**EXTRACT PROVIDED**
++++++

The Voice Crying in the Wilderness (2)

“Now in the fifteenth year of the reign of Tiberius Caesar, Pontius Pilate being governor of Judaea, and Herod being tetrarch of Galilee, and his brother Philip tetrarch of Ituraea and of the region of Trachonitis, and Lysanias the tetrarch of Abilene, Annas and Caiaphas being the high priests, the word of God came unto John the son of Zacharias in the wilderness” (Luke 3:1-2). Not only do these names date the beginning of John the Baptist’s public ministry, as we saw last time, but they also indicate the wickedness of the days when his voice cried in the wilderness.

Tiberius Caesar was an ungodly Roman emperor (although he was not the worst). The Roman dominion over the Jews was a judgment upon them for their sins. Pontius Pilate was the wicked Roman governor of Judaea, which included the holy city of Jerusalem. He was the one who sentenced Jesus Christ to crucifixion, for He “suffered under Pontius Pilate,” according to that famous line in the Apostles’ Creed.

Herod (Antipas) and Philip were two sons of Herod the Great, who sought to kill the baby Jesus (Matt. 2:1-20). Herod Antipas was the one who imprisoned and executed John the Baptist (Luke 3:19-20; Mark 6:14-29) and to whom Christ referred as “that fox” (Luke 13:32). Herod questioned and mocked the Lord at His trial (23:8-11). Through their rejection of Christ, “the same day Pilate and Herod were made friends together: for before they were at enmity between themselves” (12).

++++++

**TO-DO LIST**
1. In the piece on the voice crying in the wilderness, transcribe the part that opens with the words containing "The Voice Crying" and closes with "in the wilderness.".
2. Translate this sentence from the piece on the voice crying in the wilderness into Spanish: "The Roman dominion over the Jews was a judgment upon them for their sins."

**DATA SEGMENT**

++++++

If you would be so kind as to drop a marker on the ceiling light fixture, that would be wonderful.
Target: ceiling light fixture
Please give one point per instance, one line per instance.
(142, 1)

++++++

**LIST OF SOLUTIONS**
1.
The Voice Crying in the Wilderness (2)

“Now in the fifteenth year of the reign of Tiberius Caesar, Pontius Pilate being governor of Judaea, and Herod being tetrarch of Galilee, and his brother Philip tetrarch of Ituraea and of the region of Trachonitis, and Lysanias the tetrarch of Abilene, Annas and Caiaphas being the high priests, the word of God came unto John the son of Zacharias in the wilderness” (Luke 3:1-2). Not only do these names date the beginning of John the Baptist’s public ministry, as we saw last time, but they also indicate the wickedness of the days when his voice cried in the wilderness.

2. El dominio romano sobre los judíos fue un juicio sobre ellos por sus pecados.